__What to work on__:
Reproduce the part of the IMDB notebook that opens with the words containing "import nltk" and closes with "nltk.download('punkt_tab')", substituting "SnowballStemmer" for "PorterStemmer".

__Supplied passage__:
————————

## IMDB Dataset

Izabela Telejko, Tomasz Siudalski, Grzegorz Zbrzeżny 

In [15]:
import pandas as pd
import numpy as np
import torch
import fasttext
from tqdm import tqdm

import nltk
from nltk.tokenize import word_tokenize
from nltk.stem import PorterStemmer
from nltk.corpus import stopwords

nltk.download('stopwords')
nltk.download('punkt_tab')

from datasets import load_dataset
from transformers import BertTokenizerFast
from transformers import BertModel
import gensim.downloader as api

from sklearn.ensemble import RandomForestClassifier
from sklearn.metrics import accuracy_score, precision_score, recall_score, f1_score
from sklearn.model_selection import train_test_split
from sklearn.ensemble import GradientBoostingClassifier

[nltk_data] Downloading package stopwords to
[nltk_data]     /home/telejkoi/nltk_data...
[nltk_data]   Package stopwords is already up-to-date!

————————

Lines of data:
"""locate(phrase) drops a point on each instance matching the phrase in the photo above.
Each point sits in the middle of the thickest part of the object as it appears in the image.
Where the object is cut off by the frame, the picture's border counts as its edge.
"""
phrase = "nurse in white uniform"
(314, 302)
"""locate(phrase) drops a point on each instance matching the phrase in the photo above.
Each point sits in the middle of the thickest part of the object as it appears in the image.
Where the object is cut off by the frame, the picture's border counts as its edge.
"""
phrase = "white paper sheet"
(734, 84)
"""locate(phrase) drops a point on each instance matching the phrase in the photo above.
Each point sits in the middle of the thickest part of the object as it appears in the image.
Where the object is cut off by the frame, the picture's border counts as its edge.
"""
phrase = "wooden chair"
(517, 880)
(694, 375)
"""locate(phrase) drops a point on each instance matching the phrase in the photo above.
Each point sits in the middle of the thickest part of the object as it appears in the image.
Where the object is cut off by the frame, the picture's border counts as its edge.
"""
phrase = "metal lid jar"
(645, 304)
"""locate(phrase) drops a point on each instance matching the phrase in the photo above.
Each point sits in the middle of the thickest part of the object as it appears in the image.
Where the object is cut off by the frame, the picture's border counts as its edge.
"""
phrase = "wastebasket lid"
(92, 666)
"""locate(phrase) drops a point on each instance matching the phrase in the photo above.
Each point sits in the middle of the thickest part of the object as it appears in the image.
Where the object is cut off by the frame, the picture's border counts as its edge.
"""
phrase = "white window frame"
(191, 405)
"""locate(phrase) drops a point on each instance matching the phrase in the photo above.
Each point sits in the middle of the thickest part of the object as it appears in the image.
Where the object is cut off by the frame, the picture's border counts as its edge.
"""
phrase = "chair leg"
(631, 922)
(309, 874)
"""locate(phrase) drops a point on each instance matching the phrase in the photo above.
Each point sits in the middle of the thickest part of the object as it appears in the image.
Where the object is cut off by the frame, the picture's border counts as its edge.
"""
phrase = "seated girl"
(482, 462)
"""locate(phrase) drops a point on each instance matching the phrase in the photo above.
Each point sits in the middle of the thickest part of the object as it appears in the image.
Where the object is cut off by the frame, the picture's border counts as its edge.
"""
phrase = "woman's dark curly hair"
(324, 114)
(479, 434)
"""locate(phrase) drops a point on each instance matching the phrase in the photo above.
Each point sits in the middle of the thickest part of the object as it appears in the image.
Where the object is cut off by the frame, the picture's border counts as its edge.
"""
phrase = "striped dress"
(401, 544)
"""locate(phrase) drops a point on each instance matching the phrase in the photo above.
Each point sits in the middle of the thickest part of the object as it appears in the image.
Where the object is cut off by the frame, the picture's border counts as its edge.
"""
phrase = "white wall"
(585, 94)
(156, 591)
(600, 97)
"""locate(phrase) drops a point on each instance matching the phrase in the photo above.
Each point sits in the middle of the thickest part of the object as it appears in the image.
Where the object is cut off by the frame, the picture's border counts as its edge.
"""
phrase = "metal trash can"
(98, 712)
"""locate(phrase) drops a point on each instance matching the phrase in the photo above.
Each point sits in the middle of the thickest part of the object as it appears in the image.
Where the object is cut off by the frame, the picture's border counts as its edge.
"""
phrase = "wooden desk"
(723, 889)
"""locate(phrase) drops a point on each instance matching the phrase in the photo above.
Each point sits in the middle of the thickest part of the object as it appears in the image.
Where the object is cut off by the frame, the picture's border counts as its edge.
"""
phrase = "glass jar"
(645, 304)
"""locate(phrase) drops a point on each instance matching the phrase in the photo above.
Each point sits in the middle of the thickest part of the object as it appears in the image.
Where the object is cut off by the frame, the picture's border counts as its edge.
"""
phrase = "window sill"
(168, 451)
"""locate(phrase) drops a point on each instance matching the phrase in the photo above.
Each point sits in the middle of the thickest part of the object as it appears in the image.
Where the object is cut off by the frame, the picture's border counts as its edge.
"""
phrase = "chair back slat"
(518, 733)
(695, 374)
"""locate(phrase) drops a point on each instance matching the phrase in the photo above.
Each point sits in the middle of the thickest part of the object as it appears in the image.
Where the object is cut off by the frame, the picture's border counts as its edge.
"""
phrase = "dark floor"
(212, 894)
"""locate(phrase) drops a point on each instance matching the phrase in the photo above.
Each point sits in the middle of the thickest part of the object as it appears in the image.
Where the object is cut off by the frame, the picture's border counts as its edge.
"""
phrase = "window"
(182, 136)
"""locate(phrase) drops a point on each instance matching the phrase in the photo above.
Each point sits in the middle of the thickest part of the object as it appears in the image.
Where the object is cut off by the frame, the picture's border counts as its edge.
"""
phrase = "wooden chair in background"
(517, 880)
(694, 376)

————————

__Expected answer__:
import nltk
from nltk.tokenize import word_tokenize
from nltk.stem import SnowballStemmer
from nltk.corpus import stopwords

nltk.download('stopwords')
nltk.download('punkt_tab')